# 5G Tank



## neven (May 15, 2010)

*Last Updated: April 3rd w/ Pics*

-----------------------
My wife and i decided we needed another tank, she's the one who first suggested it actually. On the way home wednesday night i picked up a tank and a piece of driftwood from Petcetera. I used an old stingray i used to use for circulation, threw in some media from my ac30 filter thats up and running and transfered over a few fish from my wifes guppy tank. The goal is to get the females in there, then give them away in the future.

On remembrance day, we went to Walmart for a lamp, and IPU for a bag of substrate. i was hoping for something inert, but all they had was black flourite/red flourite, and their bulk gravel. Decided i wanted another black substrate so went with the black flourite. After a quick rinse i used almost a full bag in the tank and started emptying all the vases of clippings i tend to have laying around to get some plant stock in there to start it out. Im not sure how much i'll be keeping in there, but i do know i want some Dwarf hair grass to carpet the substrate. Then once most of the females are gone i'll turn this into a shrimp habitat.










Tank: 5 gallon
Substrate: Black flourite
Lighting: 1 bulb Twister CFLs, 21 W 6500K
Filtration: Hush 10 (fluval prefilter, carbon mesh bag to help with excess tanins, pot scrubber for bio)
Decor: Drift wood x2

Plants:
java fern
Ammania gracilis
Alternanthera reineckii 'roseafolia'
Ludwigia 'ovalis'
Heteranthera zosterifolia (stargrass)
Azolla filiculoides
eleocharis parvula (Dwarf Hairgrass)
asian water grass
staurogyne repens
Ranunculus Inundatus 
Fissidens fontanus

Livestock:
RCS

Macros:
The usual...

Micros:
CSM+B - 1.6 ml
Changes: 50% on Sunday

Carbon Suppliment: 1.0 mL metricide / day


----------



## GreenGreenGrass (Oct 23, 2010)

Nice. I like the scape with the one piece of wood breaching the surface. Always loved open top planted tanks.


----------



## Mferko (Jun 8, 2010)

2 guppy tanks now? thats alotta babies


----------



## kmc5 (Jun 21, 2010)

*New 5 Gallon Tank!*

Impressive!


----------



## neven (May 15, 2010)

noooo not two guppy tanks..... they are to help ensure the bio filter remained established then i will get shrimp and give away the guppies in that tank (or flush them if no one takes em)

Plus it lets me remove the females from my wifes tank, preventing more babies. if i see fry im putting an unprotected power head in the damn tank.


----------



## Diztrbd1 (Apr 21, 2010)

Nice tank, look forward to seeing it as it progresses


----------



## TCR (Jul 13, 2010)

Well i'm gonna start to breed live bearers. Was going to use swordtails bit I've been a lil intrested in selective breeding in guppies and wouldn't mind giving that a whirl. I can be ur last resort


----------



## CRS Fan (Apr 21, 2010)

Looking good, Rob. Can't wait to see it grow in some more .

Best Regards,

Stuart


----------



## neven (May 15, 2010)

TO BE DONE - In the forum thread about the 5-gallon tank, translate this sentence into Spanish: "I like the scape with the one piece of wood breaching the surface."

EXTRACTED DATA -
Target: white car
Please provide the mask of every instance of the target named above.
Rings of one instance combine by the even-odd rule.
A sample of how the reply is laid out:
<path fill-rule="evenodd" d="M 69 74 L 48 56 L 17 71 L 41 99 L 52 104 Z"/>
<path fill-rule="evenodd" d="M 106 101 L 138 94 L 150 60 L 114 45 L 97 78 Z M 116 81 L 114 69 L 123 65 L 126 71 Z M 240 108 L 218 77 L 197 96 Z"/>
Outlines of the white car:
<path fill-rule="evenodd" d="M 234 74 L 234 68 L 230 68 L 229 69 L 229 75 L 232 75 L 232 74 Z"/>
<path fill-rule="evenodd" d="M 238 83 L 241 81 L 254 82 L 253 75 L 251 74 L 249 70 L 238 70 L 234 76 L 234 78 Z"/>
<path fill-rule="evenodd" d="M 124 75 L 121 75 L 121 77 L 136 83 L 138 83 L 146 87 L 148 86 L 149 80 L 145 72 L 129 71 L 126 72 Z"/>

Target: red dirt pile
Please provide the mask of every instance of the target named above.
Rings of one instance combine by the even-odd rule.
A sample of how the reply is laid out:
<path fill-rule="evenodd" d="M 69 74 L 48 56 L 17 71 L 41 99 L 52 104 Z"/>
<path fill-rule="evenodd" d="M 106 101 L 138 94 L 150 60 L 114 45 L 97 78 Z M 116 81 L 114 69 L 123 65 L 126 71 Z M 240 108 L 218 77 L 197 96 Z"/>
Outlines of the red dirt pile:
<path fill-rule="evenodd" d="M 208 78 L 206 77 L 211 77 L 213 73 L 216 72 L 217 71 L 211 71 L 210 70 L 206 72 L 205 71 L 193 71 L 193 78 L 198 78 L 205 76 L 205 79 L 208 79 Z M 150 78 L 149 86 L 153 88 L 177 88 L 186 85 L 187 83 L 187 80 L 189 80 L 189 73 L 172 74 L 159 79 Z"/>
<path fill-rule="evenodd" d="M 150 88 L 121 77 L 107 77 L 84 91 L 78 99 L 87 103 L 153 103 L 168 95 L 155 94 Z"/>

SOLVED EXERCISE - Me gusta el paisaje acuático con el único trozo de madera que rompe la superficie.